Set exercise: Express the entries as a JSON list of strings with one string per line, beginning at the line containing "of the grey" and continuing through the line containing "Target: round speed limit sign", both included. Leave out any blank lines.

(Pointing dataset records)
^^^^

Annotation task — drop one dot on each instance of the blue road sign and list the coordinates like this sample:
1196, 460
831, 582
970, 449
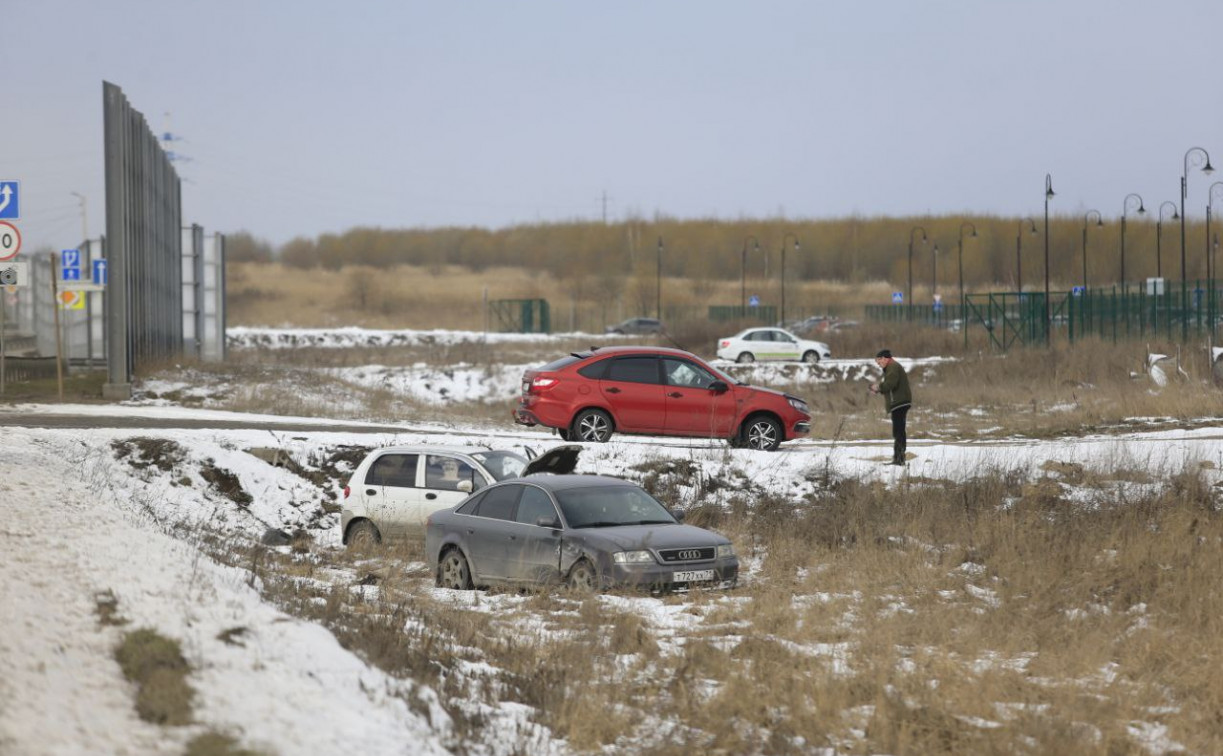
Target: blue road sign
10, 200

^^^^

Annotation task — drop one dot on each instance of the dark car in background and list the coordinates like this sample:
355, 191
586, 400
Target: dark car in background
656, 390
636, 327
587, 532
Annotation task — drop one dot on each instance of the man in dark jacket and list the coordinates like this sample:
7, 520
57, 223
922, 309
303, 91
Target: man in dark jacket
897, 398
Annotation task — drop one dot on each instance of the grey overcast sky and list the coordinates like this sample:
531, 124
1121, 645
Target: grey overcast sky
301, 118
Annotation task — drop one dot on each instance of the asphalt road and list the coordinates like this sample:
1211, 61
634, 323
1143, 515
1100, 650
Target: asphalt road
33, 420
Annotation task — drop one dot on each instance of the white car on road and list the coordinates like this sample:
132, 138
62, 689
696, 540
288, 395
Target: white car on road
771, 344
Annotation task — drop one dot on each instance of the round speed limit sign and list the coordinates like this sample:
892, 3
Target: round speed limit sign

^^^^

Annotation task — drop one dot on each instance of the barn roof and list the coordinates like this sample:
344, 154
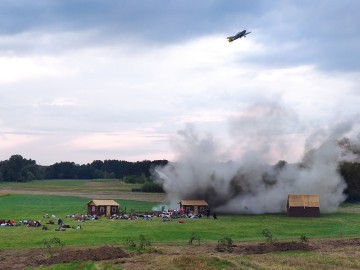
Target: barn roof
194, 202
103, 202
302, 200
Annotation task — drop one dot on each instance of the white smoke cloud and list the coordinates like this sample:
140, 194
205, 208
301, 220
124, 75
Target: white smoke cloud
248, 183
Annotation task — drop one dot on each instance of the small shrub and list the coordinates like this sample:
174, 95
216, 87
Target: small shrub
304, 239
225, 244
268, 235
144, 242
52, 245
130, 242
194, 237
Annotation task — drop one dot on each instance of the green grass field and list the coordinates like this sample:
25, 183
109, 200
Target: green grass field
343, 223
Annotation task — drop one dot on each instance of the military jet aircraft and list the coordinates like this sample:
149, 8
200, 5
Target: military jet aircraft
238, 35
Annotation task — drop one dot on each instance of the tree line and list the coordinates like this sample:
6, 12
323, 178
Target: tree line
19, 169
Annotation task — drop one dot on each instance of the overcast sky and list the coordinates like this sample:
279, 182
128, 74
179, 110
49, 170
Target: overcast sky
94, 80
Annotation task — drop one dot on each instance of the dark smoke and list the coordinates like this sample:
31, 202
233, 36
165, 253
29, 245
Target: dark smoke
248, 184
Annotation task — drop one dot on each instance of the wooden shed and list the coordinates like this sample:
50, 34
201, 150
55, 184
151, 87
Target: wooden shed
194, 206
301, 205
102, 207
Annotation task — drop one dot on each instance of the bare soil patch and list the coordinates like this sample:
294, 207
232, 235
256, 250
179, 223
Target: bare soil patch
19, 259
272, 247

^^^^

The response:
[
  "Annotation task — drop one dot on each instance of the grey overcast sky and list the coordinates like this sample:",
  "531, 124",
  "1121, 645",
  "Target: grey overcast sky",
  "301, 118",
  "Annotation task — drop one dot on each instance of the asphalt road and list the coordinates like this sample:",
  "1211, 61",
  "634, 323",
  "1143, 515",
  "1100, 650",
  "Target: asphalt road",
  "33, 420",
  "Annotation task — drop one dot on each instance of the white car on road and list the coordinates like this sample:",
  "132, 138",
  "62, 689",
  "696, 540",
  "288, 395",
  "Target: white car on road",
  "771, 344",
  "Annotation task — drop one dot on each instance of the round speed limit sign and list the coordinates like this sample:",
  "892, 3",
  "Target: round speed limit sign"
]